• **Excerpt provided**
● ● ● ● ●

TIA is an acronym for “Transient Ischemic Attack.” The term was coined in the 1950s to designate a clinical stroke-like event that resolved completely, with no residual signs or symptoms. Early on, there was much disagreement about how long an event could last and still be called a “TIA,” but ultimately the time limit for symptoms was officially defined as 24 hours.

The motivation behind creating the concept of TIA was to call public attention to an important warning that a stroke may be imminent. TIA might be thought of as an invitation to avoid having a stroke. It is an invitation that should not be ignored. The odds of having a stroke after a TIA are approximately as follows:

•  1 in 20, within 2 days
•  1 in 9, within 90 days
•  1 in 6, within a year
•  1 in 5, within 2 years

The symptoms of a TIA are the same as those of a stroke, except that they are transient. Symptoms include:

•  Numbness
•  Weakness on one side of the body
•  Trouble speaking
•  Loss of vision in one or both eyes
•  Double vision
•  Trouble waking
•  Dizziness
•  Loss of balance and coordination.

TIA is often caused by a blood clot that temporarily blocks an artery, but it may also be caused by a spasm of arteries or by sluggish flow in a blood vessel that is narrowed. Sometimes it can be mimicked by things that do not involve a disturbed circulation, such as a seizure or low blood sugar. Although 24 hours is the maximal duration, most TIAs are considerably briefer, lasting less than an hour.

Like a stroke, a TIA should be considered an emergency. One should seek medical evaluation as soon as possible. It is important to stress that TIA is a diagnosis that can be properly made only in retrospect. When one is in the midst of a TIA (i.e., the symptoms have not yet resolved), there is no way of being certain that the symptoms will ever go away.

● ● ● ● ●

• **Input data**
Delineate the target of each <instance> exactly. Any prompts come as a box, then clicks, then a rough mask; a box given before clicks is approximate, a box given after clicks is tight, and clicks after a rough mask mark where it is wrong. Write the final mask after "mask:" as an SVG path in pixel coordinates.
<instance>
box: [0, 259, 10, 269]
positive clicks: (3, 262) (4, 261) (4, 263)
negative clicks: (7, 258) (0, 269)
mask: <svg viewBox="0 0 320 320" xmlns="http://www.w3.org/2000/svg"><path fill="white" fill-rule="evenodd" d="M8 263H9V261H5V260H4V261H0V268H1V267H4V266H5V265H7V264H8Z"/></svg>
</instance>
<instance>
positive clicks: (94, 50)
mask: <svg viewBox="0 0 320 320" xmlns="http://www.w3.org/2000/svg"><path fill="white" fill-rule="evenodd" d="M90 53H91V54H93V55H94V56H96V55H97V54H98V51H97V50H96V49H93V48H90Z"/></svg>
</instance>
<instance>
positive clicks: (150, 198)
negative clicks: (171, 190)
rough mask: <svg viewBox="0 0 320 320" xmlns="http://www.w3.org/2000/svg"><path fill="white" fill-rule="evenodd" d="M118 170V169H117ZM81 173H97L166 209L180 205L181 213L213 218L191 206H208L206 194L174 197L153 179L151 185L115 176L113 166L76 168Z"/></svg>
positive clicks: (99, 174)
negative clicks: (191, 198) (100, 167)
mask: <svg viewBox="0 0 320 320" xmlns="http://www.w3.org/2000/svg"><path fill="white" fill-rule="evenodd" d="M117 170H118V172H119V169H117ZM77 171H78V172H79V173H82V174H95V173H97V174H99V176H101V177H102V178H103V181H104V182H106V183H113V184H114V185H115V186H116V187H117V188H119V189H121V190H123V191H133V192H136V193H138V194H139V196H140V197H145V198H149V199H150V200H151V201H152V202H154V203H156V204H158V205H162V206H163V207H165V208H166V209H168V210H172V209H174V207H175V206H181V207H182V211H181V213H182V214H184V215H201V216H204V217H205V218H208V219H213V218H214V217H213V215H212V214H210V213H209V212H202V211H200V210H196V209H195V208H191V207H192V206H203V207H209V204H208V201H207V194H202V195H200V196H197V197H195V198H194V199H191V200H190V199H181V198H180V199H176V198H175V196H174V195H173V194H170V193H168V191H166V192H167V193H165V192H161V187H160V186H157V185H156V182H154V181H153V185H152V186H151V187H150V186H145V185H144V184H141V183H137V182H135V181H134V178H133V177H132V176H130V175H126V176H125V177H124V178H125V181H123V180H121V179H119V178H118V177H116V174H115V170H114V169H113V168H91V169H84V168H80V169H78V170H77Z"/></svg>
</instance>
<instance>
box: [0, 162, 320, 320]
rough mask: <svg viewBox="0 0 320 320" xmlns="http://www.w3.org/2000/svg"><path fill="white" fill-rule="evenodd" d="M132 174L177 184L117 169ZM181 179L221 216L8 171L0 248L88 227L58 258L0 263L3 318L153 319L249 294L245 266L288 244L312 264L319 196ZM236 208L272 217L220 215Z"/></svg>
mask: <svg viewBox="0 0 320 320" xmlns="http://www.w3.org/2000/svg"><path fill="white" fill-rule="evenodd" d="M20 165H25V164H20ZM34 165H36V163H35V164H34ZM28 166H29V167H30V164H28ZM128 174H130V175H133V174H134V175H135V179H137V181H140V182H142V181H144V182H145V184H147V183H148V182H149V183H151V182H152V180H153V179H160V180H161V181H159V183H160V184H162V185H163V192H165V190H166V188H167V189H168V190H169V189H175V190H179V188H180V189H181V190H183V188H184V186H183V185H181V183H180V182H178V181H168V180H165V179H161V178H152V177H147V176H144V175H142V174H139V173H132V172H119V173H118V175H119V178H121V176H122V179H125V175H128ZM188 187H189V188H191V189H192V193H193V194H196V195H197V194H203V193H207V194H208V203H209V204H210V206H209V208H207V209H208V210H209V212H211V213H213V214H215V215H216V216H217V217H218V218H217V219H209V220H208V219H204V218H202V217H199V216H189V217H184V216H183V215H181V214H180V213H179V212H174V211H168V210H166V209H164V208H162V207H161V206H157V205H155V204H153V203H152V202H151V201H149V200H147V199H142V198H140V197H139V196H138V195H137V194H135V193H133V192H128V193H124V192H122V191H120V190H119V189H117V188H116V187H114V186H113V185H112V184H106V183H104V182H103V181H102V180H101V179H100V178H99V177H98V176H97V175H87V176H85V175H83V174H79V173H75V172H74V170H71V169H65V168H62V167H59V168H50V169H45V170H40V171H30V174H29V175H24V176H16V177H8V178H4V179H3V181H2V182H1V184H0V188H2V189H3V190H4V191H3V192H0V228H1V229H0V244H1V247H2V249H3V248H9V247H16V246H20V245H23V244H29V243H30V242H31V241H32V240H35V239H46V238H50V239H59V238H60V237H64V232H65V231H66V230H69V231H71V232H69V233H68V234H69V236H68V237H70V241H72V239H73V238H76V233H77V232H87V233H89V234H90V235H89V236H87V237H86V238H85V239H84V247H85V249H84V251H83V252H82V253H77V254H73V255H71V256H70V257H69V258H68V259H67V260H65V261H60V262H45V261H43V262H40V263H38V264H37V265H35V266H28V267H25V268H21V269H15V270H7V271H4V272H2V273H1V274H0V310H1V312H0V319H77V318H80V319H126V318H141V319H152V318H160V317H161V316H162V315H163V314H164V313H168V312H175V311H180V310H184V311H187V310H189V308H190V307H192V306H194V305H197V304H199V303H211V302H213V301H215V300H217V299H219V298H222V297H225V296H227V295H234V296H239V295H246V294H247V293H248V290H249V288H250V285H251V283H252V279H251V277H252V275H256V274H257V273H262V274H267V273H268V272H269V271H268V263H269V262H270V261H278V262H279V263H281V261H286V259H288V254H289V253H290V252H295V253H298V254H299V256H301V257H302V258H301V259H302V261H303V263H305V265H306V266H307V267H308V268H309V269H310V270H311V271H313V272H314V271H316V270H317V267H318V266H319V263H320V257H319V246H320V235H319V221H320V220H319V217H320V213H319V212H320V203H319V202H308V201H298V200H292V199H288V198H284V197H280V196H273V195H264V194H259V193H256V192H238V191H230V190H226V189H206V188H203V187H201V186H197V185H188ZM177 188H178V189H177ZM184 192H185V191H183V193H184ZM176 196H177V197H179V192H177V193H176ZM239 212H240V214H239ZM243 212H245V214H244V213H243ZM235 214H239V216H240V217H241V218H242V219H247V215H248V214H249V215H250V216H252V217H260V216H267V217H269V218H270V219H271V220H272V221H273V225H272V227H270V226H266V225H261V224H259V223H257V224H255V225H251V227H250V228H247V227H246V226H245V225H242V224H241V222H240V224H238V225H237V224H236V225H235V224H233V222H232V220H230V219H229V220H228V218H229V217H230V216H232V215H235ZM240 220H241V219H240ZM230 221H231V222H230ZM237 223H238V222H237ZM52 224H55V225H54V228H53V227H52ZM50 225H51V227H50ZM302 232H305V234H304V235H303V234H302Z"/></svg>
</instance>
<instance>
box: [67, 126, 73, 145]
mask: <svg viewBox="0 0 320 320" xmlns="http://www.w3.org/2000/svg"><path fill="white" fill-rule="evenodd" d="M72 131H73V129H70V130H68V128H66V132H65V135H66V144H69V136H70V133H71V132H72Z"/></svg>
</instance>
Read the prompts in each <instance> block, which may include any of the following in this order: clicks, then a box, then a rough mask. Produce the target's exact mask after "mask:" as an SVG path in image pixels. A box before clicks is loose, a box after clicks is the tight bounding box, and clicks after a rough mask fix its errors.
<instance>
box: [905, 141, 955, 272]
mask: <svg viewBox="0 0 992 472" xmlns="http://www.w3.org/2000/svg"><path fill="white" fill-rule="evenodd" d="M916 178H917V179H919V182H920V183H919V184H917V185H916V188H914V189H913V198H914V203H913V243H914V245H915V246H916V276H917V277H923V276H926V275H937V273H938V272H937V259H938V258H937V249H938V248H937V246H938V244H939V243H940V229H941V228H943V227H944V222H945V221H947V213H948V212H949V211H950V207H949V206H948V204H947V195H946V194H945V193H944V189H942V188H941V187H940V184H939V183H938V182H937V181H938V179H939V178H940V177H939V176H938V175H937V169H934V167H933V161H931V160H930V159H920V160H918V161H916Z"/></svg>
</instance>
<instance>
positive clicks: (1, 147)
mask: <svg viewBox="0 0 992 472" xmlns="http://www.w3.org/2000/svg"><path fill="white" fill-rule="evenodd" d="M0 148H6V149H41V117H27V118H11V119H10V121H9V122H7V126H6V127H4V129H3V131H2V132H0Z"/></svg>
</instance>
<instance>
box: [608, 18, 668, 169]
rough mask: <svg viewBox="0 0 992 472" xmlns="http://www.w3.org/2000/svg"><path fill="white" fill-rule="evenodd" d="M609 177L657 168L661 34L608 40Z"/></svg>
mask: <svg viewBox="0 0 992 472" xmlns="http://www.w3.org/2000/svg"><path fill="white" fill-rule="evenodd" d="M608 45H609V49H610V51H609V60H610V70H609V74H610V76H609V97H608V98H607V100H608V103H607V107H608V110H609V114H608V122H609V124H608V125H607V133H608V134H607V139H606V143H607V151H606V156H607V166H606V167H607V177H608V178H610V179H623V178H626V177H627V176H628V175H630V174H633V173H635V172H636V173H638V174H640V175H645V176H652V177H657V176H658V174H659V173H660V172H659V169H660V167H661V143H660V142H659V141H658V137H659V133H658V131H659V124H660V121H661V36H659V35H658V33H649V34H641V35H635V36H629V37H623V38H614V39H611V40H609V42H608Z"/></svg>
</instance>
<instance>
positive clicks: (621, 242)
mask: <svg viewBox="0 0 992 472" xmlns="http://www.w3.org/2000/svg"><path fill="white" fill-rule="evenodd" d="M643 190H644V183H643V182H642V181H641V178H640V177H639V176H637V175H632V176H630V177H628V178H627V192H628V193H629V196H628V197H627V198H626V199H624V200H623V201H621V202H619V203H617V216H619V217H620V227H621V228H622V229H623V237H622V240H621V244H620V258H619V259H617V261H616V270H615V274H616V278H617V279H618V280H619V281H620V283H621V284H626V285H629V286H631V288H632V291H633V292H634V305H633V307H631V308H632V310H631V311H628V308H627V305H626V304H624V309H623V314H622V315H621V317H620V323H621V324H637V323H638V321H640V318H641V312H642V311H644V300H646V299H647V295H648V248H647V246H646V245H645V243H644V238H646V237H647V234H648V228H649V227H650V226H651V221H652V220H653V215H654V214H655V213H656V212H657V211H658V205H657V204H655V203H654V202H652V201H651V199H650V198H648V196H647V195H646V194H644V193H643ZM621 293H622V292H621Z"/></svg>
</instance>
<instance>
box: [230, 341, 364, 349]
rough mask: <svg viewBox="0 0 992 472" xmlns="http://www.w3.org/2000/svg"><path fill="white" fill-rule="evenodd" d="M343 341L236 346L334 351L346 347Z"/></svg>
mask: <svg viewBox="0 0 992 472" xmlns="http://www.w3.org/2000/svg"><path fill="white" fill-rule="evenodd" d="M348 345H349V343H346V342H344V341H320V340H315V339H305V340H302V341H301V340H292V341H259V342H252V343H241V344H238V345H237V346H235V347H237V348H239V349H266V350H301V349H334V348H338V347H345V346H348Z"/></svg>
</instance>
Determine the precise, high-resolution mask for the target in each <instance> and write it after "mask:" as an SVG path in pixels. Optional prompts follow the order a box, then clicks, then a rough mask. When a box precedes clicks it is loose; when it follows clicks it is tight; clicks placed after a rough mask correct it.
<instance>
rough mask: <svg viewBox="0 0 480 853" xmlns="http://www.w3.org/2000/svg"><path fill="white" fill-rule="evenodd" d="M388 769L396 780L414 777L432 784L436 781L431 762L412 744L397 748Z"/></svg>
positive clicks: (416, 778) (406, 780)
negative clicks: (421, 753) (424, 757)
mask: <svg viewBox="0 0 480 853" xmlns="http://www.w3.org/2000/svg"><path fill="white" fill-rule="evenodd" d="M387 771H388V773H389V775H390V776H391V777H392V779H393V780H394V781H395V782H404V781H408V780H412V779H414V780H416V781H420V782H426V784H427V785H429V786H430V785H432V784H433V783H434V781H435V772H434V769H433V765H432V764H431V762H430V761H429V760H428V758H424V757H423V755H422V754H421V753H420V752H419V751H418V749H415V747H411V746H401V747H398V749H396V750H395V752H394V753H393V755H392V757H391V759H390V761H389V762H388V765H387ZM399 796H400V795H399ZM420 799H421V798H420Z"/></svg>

● ● ● ● ●

• **Things to do**
A - For each statement, say yes or no based on the text about TIA, and quote its deciding words exactly: (i) The term TIA was coined in the 1950s. (ii) Most TIAs last close to the full 24 hours. (iii) The odds of having a stroke within a year after a TIA are about 1 in 6.
B - Write the next part of the text about TIA, picking up after its last sentence.
The lines have nothing to do with the text about TIA.

• **Answer section**
A -
(i) Yes: "The term was coined in the 1950s"
(ii) No: "most TIAs are considerably briefer, lasting less than an hour."
(iii) Yes: "1 in 6, within a year"

B -
The aims of medical management of TIA are like those that one adopts when trying to prevent a recurrent stroke. In all cases, potential stroke risk factors should be sought and modified if they are present. Specific treatment recommendations for an individual will depend on identifying the mechanism of the TIA. Two common mechanisms are blood clots that migrate to the brain from the heart or large arteries in the neck, and sluggish blood flow through small blood vessels within the brain.

When the concept of TIA was formulated, we had almost nothing in the way of imaging or laboratory tests to confirm that clinical symptoms were, in fact, due to a disturbance of circulation. With modern imaging techniques such as CT and MRI scans, we are able to identify hemorrhages, tumors, and other disorders that may masquerade as TIA. These techniques also reveal that 15-20% of TIAs are actually strokes, even though the signs and symptoms have subsided.

Given these considerations, basing the definition of TIA on clinical criteria and an arbitrary 24-hour time limit is seen as outdated, confusing, and potentially misleading. It is proposed that TIA be redefined according to imaging and physiologic evidence. If such evidence shows that the event was a stroke, it should be called a stroke, even if all signs and symptoms have subsided.